§ **Task details**
Exactly reproduce the entries, dropping any pictures from your copy.

§ **The data**
※ ※ ※
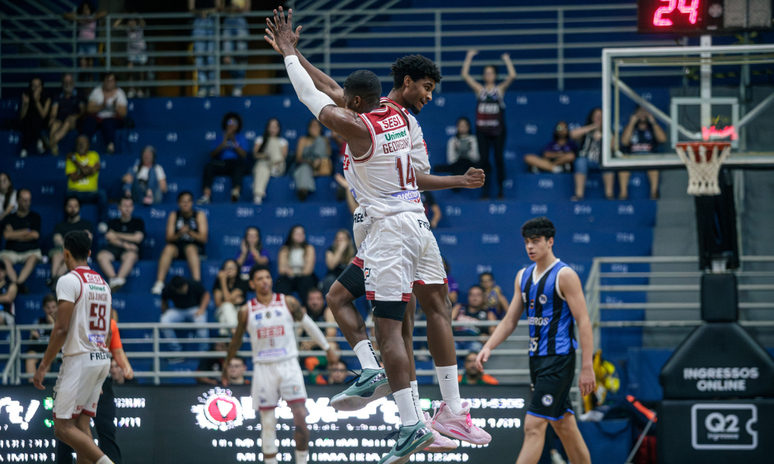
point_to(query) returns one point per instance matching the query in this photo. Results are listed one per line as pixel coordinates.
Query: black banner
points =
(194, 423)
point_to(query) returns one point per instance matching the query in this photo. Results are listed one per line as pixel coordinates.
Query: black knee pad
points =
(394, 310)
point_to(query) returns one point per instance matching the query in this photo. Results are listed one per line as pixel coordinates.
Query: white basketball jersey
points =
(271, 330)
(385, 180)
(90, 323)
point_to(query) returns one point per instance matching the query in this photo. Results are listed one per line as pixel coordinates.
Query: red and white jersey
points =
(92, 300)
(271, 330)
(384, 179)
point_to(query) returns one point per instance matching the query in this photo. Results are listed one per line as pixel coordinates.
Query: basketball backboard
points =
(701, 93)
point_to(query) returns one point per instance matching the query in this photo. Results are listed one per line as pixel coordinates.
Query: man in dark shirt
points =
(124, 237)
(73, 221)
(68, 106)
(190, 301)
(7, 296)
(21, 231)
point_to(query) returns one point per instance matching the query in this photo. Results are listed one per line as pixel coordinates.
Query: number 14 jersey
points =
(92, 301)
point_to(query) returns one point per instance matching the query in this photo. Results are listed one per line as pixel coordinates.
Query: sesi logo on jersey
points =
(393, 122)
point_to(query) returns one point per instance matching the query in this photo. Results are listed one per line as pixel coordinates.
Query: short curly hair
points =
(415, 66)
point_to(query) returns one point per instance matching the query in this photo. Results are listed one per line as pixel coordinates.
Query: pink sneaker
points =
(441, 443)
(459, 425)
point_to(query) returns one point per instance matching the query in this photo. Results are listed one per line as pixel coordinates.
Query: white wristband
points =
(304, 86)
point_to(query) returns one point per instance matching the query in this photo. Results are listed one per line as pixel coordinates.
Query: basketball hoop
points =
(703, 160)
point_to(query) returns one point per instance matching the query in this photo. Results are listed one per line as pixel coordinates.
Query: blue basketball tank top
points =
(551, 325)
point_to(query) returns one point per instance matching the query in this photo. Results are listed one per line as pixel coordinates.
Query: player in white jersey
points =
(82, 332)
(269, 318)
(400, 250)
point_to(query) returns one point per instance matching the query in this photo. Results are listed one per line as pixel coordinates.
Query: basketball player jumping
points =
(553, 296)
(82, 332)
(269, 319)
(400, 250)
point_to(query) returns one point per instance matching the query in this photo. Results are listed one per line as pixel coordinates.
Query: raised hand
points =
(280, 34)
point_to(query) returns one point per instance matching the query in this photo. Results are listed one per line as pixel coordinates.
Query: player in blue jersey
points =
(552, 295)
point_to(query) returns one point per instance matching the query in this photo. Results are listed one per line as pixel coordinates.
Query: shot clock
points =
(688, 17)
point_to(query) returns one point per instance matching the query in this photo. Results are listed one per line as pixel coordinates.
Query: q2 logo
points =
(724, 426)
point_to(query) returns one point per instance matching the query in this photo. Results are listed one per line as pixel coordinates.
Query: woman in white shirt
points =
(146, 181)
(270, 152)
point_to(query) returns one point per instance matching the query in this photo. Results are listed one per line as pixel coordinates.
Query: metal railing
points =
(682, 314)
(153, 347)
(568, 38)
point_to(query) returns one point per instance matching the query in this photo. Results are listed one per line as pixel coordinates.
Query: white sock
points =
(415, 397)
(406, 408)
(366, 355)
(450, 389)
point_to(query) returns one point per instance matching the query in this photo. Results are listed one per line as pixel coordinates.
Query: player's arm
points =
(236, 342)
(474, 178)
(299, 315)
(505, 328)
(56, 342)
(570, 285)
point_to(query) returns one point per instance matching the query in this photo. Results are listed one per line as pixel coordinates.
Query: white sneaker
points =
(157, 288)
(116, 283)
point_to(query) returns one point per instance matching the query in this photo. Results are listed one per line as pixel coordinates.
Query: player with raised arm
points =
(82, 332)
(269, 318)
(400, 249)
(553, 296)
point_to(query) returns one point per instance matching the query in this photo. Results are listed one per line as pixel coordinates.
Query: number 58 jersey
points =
※ ※ ※
§ **Result below**
point_to(query) returns one point per instance matching the query in this photo. Results are listed one per line as pixel coordinates.
Query: black banner
points =
(194, 423)
point_to(query) returns one point per instance matching the query in this photo. Results are listed one per line as pixel coordinates.
Query: black knee pad
points =
(394, 310)
point_to(query) returns one point per instance matching the query in this photo. Results are listed one per line as pixel coordinates.
Query: white basketball jersey
points =
(271, 330)
(385, 180)
(90, 323)
point_to(query) returns one point per instance matching the query in this photo. Results are listed one per line as pixel coordinates.
Query: red and white jersey
points =
(92, 300)
(271, 330)
(384, 179)
point_to(query) returns one point per instance matching the query in this photo. Results are listed one per line as pixel coordinates.
Query: basketball backboard
points =
(701, 93)
point_to(query) returns one point per instance matching the query in this photo. Results are listed one per line as pixel coordinates.
Query: man in dark shirt
points =
(124, 237)
(73, 221)
(68, 106)
(190, 301)
(7, 296)
(21, 231)
point_to(query) returns one point per instance matching the query in this photo. Results are listed one per line as pixel coordinates.
Query: number 14 jersey
points =
(92, 301)
point_to(query) returns one point per instance matching the query in this photo. Results are listed one per line as pixel coordinates.
Query: sesi logo on jersey
points =
(393, 122)
point_to(query) returns one point per instance matching the query in this photo. Results are listed one per line as pixel coordinates.
Query: short curly hair
points =
(415, 66)
point_to(query) returns one point per instance matching the query in this photo. Results are listed one per line as pixel coordinates.
Query: pink sneaker
points =
(441, 443)
(459, 425)
point_to(query) returns one point per instance matching the query in this photo. Results are listed one per line as pixel coordinates.
Query: white wristband
points =
(304, 86)
point_to(query) returns one point per instance matching the query in this photo. Results are listed one per line as pixel coordinates.
Query: basketball hoop
points =
(703, 160)
point_to(query) returns one point per instance matching the query in this photo. Results are listed one per line as pixel coordinates.
Query: blue basketball tank top
points =
(551, 325)
point_to(query) returns one point per instance matching the query in this photo. Results are listed one per line as pixel coordinates.
Query: player in white jersey
points =
(82, 332)
(269, 318)
(400, 250)
point_to(query) returns one point per instance matching the query in this photo. Results are listed one per line as pixel coordinates.
Query: basketball player jumping
points =
(553, 296)
(82, 332)
(269, 319)
(400, 250)
point_to(query) returns one point per instance matching the query in this photo. Results are listed one per line as pixel coordinates.
Query: raised hand
points =
(280, 34)
point_to(query) returns one point per instance matching the query in this photo. Results are listed one per line as pixel coordinates.
Query: player in blue jersey
points =
(552, 295)
point_to(query) returns one point per instance matching the query in this photo. Results are listed one per line as pixel coordinates.
Query: shot clock
points =
(688, 17)
point_to(query) returns one point per instance matching the query in this photo. Results are listed one per line as pixel coordinates.
Query: q2 logo
points =
(724, 426)
point_to(query) returns one point per instance matching the query in this photo. Results are listed one per line as pixel coordinates.
Query: woman in white shirt
points =
(146, 181)
(270, 152)
point_to(query) returns one point per instance matching the query in this photo. Results are listed one per line as pixel coordinates.
Query: metal railing
points =
(682, 314)
(153, 347)
(568, 38)
point_to(query) returns one point per instance matching the query in this photo. Results are listed one per line as pixel coordinates.
Query: white sock
points =
(415, 397)
(406, 408)
(366, 355)
(450, 389)
point_to(query) returns one point per instance matching the query in this photo. Results are listed one per line as pixel coordinates.
Query: player's arm
points =
(236, 342)
(474, 178)
(299, 315)
(505, 328)
(56, 342)
(570, 285)
point_to(query) returns one point per instance matching the query in this photo. Results are listed one per line as pixel coordinates.
Query: white sneaker
points =
(157, 288)
(116, 283)
point_to(query) returns one point per instance matching the query in this photo. Results are listed one per line as pixel coordinates.
Query: player with raised arm
points =
(82, 332)
(269, 318)
(400, 249)
(553, 296)
point_to(query) returns one point per instance matching the query in this photo. Results are listed one per line as pixel coordinates.
Query: number 58 jersey
points =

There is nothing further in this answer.